» **Your task**
Starting at the line that holds "the springbok in", copy every line exactly through the end of the data, and no others.

» **Records provided**
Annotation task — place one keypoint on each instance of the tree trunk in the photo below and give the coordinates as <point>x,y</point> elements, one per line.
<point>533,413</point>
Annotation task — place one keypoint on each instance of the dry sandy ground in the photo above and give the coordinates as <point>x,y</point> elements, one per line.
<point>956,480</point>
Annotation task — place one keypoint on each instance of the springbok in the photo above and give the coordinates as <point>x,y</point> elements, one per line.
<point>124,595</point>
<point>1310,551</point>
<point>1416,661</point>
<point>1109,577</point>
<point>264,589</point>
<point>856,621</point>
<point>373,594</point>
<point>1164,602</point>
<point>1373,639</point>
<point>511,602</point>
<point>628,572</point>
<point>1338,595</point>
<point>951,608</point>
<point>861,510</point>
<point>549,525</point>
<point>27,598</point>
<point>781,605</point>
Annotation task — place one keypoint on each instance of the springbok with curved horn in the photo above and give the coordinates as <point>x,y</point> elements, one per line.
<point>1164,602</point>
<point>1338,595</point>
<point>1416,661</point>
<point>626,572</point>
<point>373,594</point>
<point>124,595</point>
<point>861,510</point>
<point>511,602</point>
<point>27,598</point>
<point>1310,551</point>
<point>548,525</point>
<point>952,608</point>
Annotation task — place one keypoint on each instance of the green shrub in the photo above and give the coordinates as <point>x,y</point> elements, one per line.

» **Finished answer**
Annotation task — place one keypoint on each instance of the springbok in the photo above and give the coordinates as <point>x,y</point> elements, one per line.
<point>124,595</point>
<point>1310,551</point>
<point>1416,661</point>
<point>1109,577</point>
<point>264,589</point>
<point>856,621</point>
<point>373,594</point>
<point>1164,602</point>
<point>1373,639</point>
<point>511,602</point>
<point>628,572</point>
<point>1338,595</point>
<point>951,608</point>
<point>861,510</point>
<point>549,525</point>
<point>27,598</point>
<point>781,605</point>
Annotation task — place one keypoint on each instance of the springbok with curved horn in the photo above and give the coordinates as <point>x,y</point> elements, one per line.
<point>1164,602</point>
<point>1338,595</point>
<point>1416,661</point>
<point>626,572</point>
<point>373,594</point>
<point>124,595</point>
<point>861,510</point>
<point>511,602</point>
<point>27,598</point>
<point>1310,551</point>
<point>548,525</point>
<point>952,608</point>
Annotation task — place one keypoint on each instance of the green shrub in the photo above and give the coordinates as <point>x,y</point> elements, one per line.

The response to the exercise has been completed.